BEGIN DATASET RECORDS

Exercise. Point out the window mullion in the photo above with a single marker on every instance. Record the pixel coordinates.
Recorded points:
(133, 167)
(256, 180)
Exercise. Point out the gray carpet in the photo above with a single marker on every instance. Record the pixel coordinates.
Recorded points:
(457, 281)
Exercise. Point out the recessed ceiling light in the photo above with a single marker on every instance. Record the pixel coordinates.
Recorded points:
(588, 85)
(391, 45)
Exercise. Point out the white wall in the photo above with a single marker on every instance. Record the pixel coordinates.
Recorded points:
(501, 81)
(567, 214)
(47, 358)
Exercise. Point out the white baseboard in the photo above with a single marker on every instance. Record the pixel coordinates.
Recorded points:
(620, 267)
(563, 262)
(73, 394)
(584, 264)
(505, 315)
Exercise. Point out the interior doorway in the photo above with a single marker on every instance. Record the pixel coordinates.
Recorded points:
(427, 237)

END DATASET RECORDS

- _TASK DETAILS_: Starting at the line that contains "Exercise. Point out the recessed", transcribe every line through the last line of the entries above, exactly, and nothing else.

- _ANSWER TO THE PROBLEM_:
Exercise. Point out the recessed ceiling light in the photo above with a single marker on every instance. Record the pixel coordinates.
Recorded points:
(588, 85)
(391, 45)
Exercise. Point out the white wall in the photo above with a single marker on every instance. Record the pixel coordinates.
Recorded points:
(501, 81)
(567, 214)
(47, 358)
Exercise. Point out the white baseboard in the photo above with a single marker on every instance. Record the pixel coordinates.
Recorded points:
(620, 267)
(563, 262)
(73, 394)
(584, 264)
(505, 315)
Exercise. Point out the interior doorway in the photo above with a single marker on every instance. Record the pixel coordinates.
Recorded points:
(427, 237)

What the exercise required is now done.